### Data section
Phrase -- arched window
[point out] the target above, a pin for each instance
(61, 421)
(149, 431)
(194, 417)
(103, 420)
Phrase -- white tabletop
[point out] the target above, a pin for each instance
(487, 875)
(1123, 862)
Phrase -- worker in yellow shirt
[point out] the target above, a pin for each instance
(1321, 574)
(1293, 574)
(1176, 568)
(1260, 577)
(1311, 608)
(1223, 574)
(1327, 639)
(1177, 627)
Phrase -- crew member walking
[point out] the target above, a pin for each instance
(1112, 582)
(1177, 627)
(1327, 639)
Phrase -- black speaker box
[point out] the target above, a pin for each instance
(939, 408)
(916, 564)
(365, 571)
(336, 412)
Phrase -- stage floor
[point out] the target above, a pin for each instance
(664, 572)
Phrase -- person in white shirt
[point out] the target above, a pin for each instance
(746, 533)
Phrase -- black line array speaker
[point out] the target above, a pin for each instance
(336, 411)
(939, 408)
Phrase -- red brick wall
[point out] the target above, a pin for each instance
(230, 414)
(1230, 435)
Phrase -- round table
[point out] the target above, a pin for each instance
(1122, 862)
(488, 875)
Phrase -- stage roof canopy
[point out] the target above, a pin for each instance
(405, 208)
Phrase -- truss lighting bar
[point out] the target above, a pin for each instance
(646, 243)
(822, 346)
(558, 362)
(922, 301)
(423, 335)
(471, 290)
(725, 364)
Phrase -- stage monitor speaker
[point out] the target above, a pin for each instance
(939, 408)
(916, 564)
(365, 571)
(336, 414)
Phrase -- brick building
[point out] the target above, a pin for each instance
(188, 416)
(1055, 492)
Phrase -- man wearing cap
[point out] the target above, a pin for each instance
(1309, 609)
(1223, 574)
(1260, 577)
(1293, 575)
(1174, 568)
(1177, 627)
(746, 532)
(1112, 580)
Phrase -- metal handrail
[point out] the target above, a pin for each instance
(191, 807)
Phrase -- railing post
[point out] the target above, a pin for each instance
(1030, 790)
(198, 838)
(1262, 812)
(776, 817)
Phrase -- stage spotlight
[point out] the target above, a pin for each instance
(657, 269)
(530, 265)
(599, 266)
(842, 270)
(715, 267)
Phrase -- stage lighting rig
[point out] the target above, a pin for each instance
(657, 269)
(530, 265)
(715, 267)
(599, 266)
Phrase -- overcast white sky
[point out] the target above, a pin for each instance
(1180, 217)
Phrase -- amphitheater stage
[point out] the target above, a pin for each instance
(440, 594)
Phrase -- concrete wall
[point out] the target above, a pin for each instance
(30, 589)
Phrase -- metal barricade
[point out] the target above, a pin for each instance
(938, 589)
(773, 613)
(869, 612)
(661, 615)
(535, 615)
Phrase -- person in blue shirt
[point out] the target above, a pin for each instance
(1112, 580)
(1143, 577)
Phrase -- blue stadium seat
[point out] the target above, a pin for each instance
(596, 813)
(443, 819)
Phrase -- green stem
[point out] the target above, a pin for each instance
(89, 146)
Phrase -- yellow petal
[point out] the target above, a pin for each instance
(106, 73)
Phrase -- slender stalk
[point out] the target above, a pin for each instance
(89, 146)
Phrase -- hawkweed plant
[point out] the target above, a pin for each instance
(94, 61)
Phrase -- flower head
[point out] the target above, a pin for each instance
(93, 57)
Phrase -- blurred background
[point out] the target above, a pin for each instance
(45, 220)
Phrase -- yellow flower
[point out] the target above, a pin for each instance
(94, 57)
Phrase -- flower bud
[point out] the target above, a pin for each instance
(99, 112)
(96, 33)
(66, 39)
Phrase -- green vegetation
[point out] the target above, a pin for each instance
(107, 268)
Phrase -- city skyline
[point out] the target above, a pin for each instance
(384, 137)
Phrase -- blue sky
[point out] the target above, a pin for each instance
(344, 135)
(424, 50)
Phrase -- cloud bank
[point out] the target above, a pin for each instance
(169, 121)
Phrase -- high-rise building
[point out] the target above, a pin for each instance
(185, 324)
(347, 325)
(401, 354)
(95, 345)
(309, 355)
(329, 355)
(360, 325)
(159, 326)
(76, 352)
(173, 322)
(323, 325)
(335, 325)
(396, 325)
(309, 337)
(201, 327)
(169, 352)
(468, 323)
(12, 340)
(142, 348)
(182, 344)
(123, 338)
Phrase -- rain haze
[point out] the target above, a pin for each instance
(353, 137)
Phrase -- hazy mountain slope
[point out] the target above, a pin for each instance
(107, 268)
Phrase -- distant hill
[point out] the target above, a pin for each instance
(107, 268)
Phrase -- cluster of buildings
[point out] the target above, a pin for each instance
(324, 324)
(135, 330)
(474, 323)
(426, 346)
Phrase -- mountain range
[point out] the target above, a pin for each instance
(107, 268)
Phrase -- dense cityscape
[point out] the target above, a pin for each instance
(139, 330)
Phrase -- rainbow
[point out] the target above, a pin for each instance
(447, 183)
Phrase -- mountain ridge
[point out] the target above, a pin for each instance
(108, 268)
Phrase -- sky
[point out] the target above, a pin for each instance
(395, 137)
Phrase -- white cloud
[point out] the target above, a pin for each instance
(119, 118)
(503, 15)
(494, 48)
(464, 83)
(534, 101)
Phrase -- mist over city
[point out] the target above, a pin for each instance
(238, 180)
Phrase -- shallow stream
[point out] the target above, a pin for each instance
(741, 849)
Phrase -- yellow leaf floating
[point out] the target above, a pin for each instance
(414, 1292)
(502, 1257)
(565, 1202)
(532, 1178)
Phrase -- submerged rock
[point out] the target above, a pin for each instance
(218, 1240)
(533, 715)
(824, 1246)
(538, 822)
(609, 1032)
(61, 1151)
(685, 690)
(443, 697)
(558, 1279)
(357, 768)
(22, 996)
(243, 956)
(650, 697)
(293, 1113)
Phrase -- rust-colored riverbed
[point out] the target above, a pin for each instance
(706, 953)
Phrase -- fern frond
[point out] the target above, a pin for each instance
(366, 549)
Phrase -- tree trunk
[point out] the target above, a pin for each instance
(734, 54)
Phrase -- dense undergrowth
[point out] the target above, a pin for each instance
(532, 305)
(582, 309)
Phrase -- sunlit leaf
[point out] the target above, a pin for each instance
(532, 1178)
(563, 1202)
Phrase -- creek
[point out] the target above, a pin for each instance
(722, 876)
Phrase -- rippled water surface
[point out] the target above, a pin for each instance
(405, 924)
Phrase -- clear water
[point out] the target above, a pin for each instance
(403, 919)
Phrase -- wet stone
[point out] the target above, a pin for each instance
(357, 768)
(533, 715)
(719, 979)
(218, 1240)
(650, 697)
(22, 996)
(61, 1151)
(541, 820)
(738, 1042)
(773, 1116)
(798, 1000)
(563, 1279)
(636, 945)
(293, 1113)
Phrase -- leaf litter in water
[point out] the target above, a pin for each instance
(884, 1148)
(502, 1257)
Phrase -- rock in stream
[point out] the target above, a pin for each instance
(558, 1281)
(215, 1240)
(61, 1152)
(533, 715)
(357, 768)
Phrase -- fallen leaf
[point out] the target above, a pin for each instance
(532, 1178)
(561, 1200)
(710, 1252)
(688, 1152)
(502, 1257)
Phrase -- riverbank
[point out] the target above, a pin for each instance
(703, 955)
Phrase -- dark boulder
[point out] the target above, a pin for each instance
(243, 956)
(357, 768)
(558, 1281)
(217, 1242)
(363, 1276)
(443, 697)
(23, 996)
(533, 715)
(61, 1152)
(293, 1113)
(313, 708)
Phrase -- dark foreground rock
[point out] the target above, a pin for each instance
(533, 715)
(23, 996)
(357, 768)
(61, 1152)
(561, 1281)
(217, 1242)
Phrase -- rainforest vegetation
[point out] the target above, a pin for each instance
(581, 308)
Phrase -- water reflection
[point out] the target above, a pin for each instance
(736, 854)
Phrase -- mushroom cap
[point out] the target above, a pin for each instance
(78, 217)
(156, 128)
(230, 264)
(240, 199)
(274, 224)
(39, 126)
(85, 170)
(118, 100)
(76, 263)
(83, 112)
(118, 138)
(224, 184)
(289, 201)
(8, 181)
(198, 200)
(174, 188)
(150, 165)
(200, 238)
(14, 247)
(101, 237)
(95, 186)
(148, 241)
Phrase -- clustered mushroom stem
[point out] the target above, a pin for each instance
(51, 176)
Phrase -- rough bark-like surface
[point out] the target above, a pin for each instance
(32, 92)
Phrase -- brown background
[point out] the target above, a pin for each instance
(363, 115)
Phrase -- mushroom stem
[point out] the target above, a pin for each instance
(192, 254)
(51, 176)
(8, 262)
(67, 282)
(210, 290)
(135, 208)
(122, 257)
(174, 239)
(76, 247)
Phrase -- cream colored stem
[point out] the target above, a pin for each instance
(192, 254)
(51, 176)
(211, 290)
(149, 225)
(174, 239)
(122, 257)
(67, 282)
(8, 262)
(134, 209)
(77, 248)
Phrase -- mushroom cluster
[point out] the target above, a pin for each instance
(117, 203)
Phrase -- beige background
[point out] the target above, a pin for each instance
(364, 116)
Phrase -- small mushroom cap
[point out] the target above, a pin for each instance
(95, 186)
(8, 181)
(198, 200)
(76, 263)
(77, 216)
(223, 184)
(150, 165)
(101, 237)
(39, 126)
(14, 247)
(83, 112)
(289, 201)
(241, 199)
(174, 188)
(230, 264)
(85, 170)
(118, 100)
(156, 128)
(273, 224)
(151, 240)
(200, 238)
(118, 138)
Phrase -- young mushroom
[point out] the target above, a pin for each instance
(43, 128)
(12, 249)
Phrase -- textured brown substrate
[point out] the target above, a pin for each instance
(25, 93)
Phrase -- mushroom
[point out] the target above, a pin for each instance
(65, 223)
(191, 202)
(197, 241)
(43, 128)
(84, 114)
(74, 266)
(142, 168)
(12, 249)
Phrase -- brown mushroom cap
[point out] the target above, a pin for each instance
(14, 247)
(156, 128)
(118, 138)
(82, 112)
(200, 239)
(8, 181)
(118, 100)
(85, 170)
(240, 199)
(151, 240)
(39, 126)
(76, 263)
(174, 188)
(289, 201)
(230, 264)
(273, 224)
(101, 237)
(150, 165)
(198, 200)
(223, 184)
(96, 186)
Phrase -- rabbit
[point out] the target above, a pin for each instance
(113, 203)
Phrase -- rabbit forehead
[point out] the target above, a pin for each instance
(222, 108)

### Do this
The line containing "Phrase -- clustered mushroom stem" and every line after it, through the end of the records, should be repeated exactly and alone.

### Solution for this exercise
Phrase -- clustered mushroom stem
[point out] the target above, a pin for each instance
(51, 176)
Phrase -- rough bark-like surface
[point out] the target above, a pin for each instance
(32, 92)
Phrase -- brown background
[point out] the target above, a pin for each instance
(363, 115)
Phrase -- mushroom stem
[point out] the target above, a pin for each instance
(192, 254)
(51, 176)
(8, 262)
(67, 282)
(210, 290)
(135, 208)
(122, 257)
(174, 239)
(76, 247)
Phrase -- cream colored stem
[point out] the target above, a pin for each instance
(192, 254)
(51, 176)
(211, 290)
(149, 225)
(174, 239)
(122, 257)
(67, 282)
(8, 262)
(134, 209)
(77, 248)
Phrase -- mushroom cluster
[point out] the target above, a pin for each instance
(117, 203)
Phrase -- beige background
[point out] the target above, a pin for each instance
(364, 116)
Phrase -- small mushroom cap
[point out] the target above, a pin for each instance
(95, 186)
(8, 181)
(198, 200)
(76, 263)
(77, 216)
(223, 184)
(150, 165)
(101, 237)
(39, 126)
(14, 247)
(83, 112)
(289, 201)
(241, 199)
(174, 188)
(230, 264)
(85, 170)
(118, 100)
(156, 128)
(273, 224)
(151, 240)
(200, 238)
(118, 138)
Phrase -- young mushroom
[point out] the target above, a pin for each instance
(43, 128)
(12, 249)
Phrase -- textured brown substrate
[point out] the target above, a pin for each instance
(25, 93)
Phrase -- mushroom
[point out] the target above, a pin for each instance
(65, 223)
(191, 202)
(197, 241)
(43, 128)
(84, 114)
(74, 266)
(142, 168)
(12, 249)
Phrase -- brown mushroom cap
[point out] the target above, a pin for each instance
(14, 247)
(156, 128)
(118, 138)
(82, 112)
(200, 239)
(8, 181)
(118, 100)
(85, 170)
(240, 199)
(151, 240)
(39, 126)
(76, 263)
(174, 188)
(289, 201)
(230, 264)
(273, 224)
(101, 237)
(150, 165)
(198, 200)
(223, 184)
(96, 186)
Phrase -- rabbit
[point out] the target above, a pin for each instance
(113, 203)
Phrase -- rabbit forehead
[point out] the target above, a pin for each instance
(222, 108)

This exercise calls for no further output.